▶ _Trecho do texto_:

"O Mestre e Margarida", de Bulgákov, vai da literatura satírica à crítica socialDANIEL BENEVIDES
Colaboração para o UOL
"O Mestre e Margarida" se tornou objeto de culto entre escritores e até bandas de rock
Só mesmo a URSS para produzir escritores raros como Mikhail Bulgákov. E só mesmo um raro escritor como Bulgákov para produzir um livro como "O Mestre e Margarida". Obra-prima da literatura satírica, misto de realismo mágico, comédia de costumes, história de amor e crítica social e política, o romance também se tornou objeto de culto ao longo dos anos, não apenas entre escritores, como também, curiosamente, entre bandas de rock.
Rolling Stones é um dos grupos influenciados de alguma maneira pela obra. Diz-se que Mick Jagger escreveu "Sympathy for the Devil" depois de acompanhar as aventuras do diabo e seu séqüito bizarro pela Moscou dos anos 30, tema central do livro. Salman Rushdie, por sua vez, já declarou ter usado "O Mestre e Margarida" como modelo para seus "Versos Satânicos", que lhe renderam uma famosa pena de morte.

▶ _Instruções da tarefa_:
Leve adiante o texto sobre o romance "O Mestre e Margarida", partindo da última frase apresentada. As linhas formam um material à parte, separado do texto sobre o romance.

▶ _Linhas fornecidas_:
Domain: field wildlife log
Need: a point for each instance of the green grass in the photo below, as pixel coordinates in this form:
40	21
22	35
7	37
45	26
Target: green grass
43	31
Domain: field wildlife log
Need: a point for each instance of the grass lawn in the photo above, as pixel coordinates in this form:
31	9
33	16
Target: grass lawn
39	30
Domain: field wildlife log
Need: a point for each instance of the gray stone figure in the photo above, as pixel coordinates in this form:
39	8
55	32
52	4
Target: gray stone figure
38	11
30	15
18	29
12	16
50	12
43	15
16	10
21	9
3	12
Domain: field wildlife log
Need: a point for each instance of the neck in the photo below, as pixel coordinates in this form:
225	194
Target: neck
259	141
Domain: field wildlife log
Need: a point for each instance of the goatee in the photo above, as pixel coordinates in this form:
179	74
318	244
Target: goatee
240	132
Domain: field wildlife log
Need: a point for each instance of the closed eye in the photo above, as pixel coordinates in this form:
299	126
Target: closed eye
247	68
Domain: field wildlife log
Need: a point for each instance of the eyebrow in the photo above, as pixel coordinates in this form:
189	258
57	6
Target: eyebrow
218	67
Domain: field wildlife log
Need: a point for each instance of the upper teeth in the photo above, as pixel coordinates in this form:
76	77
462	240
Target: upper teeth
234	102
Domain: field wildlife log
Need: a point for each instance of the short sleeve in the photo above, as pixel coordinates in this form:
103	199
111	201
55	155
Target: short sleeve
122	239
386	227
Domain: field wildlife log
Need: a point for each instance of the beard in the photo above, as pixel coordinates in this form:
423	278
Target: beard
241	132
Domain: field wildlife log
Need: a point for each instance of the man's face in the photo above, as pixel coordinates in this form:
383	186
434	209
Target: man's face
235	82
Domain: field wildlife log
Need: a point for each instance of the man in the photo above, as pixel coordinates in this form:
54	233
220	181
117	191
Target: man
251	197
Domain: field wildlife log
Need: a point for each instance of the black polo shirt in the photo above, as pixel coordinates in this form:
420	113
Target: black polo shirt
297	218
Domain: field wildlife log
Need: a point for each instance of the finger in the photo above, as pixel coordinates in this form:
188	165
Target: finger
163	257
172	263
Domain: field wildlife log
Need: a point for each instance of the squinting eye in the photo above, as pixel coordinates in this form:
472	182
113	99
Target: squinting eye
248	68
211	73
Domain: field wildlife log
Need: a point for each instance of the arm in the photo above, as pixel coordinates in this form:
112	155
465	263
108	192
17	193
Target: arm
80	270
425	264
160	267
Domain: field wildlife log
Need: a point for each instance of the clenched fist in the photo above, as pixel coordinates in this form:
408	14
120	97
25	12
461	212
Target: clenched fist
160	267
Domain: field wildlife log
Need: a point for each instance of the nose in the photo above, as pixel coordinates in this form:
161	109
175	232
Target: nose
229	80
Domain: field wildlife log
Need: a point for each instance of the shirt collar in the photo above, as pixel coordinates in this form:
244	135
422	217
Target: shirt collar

▶ _Resultado_:
Bulgákov sabia que teria destino semelhante se publicasse seu livro em vida, dada a forma ferina com que descreve a vida sob o regime soviético. Daí tê-lo escrito em segredo, nas sombras do período mais violento da repressão de Stálin. Num momento de paranóia, chegou a queimar uma primeira versão na lareira. A situação de medo e delírio acabou transportada para o livro, num lance claramente autobiográfico, que gerou sua frase mais famosa, dita pelo diabo em pessoa: "manuscritos não ardem".
Pois o Mestre do título nada mais é do que um alterego do autor. Tal como Bulgákov, trata-se de um escritor que se vê às voltas com a censura severa do regime, por conta de um romance sobre Pôncio Pilatos (a música "Pilates", do Pearl Jam, vem daí). Acusado de "pilatismo" (imagine Stálin lendo isso!), ele é colocado de escanteio, num asilo para loucos, um gulag demencial, não sem antes ter queimado boa parte de seus escritos. Estes, descrevendo o encontro do famoso procurador romano com Jesus de Nazaré, surgem entre os capítulos do romance, criando um curioso contraponto entre a Jerusalém em que cristãos eram cruelmente crucificados e a sinistra Moscou de trágicos expurgos.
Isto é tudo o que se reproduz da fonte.